**Written task 1**
According to the essay, which film is the quotation about needing at least three people taken from?

**Text to read**
For a few months, this boy and this girl lived in a bubble built for two. They shut the rest of the world out of their lives and for a while, that was enough. Months passed by and suddenly, the girl became restless. Through the bubble, she began watching the world move around without her. The life of two was just no longer good enough for her, and again she began to crave something more. Part of the void inside of her had been filled but it was like watching carbonation bubbles deflate after it reaches the top of a glass. Her cup had not yet runneth over. It wasn’t enough that the girl had found someone who loved her completely, she wanted the relationships she idolized that were cultivated on television. She wanted a Kramer and a Carrie and a Lorelei and a Phoebe in her life. In her own way, this girl wanted to create her own family.

“Suddenly I realized – two people isn’t enough. You need backup. If you’re only two people, and someone drops off the edge, then you’re on your own. Two isn’t a large enough number. You need three at least.” – About A Boy

But like any illusionist would have you to believe, such things are often much harder to come by than they appear. The thing was, the girl was lucky. Like all human beings, she had the tools to accomplish anything she ever wanted but, she just didn’t know how to use them. And so she went through life constantly asking the imaginary audience, “is this your card” until this girl finally had an epiphany. The truth is, the answer has always been there, had always been there and always will be. It was a simple question really: How could you really comprehend another’s love for you when you cannot understand what it is to love about yourself. Most know what it is to unconditionally love another soul but cannot comprehend what the other see’s in return. Or at the very least, I didn’t.

And so, a little over a year ago I went on a journey to change myself. I may not have understood what I was getting into when I started it all, and my attempts certainly didn’t intentionally begin that way but never the less, it’s where my feet, and heart, ended up. I don’t have all the answer’s yet, and I doubt I ever will. There are days when I feel like I am little more than an annoyance to be tolerated by all those around me and then other days that are full of such joy that words could not even put justice too. I understand now what it’s like to completely surrender one’s will to thyself, not to a god or any one person, and to love what they see. It’s more than not feeling guilty over eating a whole box of cookies. I don’t have to love the parts of me I deem as flaws, but I do accept that, as a whole, it doesn’t make me an ugly person.

**Supplied material**

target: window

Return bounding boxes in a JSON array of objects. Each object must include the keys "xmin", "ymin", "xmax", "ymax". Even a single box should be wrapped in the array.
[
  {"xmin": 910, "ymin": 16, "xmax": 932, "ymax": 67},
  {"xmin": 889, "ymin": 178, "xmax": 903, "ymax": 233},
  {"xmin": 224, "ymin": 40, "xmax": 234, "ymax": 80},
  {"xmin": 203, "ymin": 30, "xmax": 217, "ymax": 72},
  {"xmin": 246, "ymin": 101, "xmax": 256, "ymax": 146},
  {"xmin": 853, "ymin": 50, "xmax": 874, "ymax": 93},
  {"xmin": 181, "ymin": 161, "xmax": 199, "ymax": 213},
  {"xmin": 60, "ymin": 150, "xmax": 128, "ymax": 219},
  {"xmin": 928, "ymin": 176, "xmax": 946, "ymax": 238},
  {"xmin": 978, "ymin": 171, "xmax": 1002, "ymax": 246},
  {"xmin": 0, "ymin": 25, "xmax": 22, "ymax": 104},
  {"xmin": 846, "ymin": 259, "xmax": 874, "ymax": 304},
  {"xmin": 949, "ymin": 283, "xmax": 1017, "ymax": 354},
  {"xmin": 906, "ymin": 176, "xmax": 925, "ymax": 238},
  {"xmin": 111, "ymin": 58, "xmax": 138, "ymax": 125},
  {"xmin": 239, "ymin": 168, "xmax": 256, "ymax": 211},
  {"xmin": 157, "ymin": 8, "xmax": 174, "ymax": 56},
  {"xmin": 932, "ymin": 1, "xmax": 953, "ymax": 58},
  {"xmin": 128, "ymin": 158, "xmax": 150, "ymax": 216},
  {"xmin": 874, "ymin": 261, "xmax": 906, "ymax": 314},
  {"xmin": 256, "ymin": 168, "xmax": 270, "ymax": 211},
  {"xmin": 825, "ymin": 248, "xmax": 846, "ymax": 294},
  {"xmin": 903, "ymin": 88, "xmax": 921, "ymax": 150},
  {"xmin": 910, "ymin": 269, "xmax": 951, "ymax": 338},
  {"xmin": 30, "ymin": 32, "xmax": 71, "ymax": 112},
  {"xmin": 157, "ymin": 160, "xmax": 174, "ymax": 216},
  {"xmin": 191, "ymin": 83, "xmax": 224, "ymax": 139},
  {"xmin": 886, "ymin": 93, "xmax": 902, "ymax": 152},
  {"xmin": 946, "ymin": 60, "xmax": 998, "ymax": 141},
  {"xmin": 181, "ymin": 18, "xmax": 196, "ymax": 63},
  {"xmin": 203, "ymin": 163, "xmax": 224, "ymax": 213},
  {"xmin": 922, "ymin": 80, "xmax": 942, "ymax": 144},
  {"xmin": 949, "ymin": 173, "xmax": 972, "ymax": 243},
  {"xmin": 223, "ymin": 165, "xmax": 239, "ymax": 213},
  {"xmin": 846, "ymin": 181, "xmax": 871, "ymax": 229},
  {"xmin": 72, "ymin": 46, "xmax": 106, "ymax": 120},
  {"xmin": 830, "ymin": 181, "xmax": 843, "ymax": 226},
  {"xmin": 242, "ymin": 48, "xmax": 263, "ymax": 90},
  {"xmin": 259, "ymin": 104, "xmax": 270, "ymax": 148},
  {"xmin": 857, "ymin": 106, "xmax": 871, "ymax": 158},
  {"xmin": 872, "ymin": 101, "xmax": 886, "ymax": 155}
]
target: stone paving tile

* * *

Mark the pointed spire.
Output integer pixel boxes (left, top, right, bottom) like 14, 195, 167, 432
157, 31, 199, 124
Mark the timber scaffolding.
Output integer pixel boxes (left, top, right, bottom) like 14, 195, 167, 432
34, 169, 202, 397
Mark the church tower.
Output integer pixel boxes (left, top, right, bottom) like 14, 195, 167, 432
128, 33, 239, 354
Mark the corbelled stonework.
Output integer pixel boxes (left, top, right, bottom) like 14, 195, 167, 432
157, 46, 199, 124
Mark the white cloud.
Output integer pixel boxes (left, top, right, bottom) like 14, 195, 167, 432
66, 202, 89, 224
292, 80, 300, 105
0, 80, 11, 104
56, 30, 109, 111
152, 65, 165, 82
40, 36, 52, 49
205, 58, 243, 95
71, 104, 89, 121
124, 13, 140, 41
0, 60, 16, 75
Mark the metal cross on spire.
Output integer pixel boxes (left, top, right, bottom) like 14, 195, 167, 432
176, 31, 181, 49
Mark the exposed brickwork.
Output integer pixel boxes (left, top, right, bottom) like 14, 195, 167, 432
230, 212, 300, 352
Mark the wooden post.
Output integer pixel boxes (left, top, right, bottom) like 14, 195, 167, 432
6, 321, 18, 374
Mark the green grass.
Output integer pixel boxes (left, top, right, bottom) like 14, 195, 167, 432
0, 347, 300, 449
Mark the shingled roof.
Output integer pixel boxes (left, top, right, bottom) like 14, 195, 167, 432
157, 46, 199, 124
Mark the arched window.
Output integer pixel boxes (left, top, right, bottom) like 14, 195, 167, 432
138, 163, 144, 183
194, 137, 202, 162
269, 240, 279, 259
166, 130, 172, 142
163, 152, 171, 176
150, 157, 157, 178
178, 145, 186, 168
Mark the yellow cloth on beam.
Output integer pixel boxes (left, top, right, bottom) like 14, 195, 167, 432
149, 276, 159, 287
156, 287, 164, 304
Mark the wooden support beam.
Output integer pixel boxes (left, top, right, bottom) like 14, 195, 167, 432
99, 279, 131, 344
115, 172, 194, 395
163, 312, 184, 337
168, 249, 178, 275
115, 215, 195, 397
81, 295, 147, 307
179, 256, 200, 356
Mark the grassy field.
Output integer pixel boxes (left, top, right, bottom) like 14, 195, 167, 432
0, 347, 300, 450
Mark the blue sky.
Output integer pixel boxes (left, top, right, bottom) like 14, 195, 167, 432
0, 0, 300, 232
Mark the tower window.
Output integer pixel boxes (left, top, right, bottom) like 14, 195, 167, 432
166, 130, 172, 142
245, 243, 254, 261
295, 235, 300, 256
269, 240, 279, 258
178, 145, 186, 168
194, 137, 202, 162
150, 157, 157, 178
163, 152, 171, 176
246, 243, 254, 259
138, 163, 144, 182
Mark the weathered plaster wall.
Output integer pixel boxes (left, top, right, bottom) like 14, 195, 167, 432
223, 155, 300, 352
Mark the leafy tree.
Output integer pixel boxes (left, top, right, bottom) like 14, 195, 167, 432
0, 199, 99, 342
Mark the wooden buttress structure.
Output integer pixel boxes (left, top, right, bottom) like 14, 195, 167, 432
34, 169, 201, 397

**Written task 2**
In the records, reproduce the part that opens with the line containing "Mark the yellow cloth on beam." and closes with the line containing "156, 287, 164, 304".

**Full response 1**
About A Boy

**Full response 2**
Mark the yellow cloth on beam.
Output integer pixel boxes (left, top, right, bottom) like 14, 195, 167, 432
149, 276, 159, 287
156, 287, 164, 304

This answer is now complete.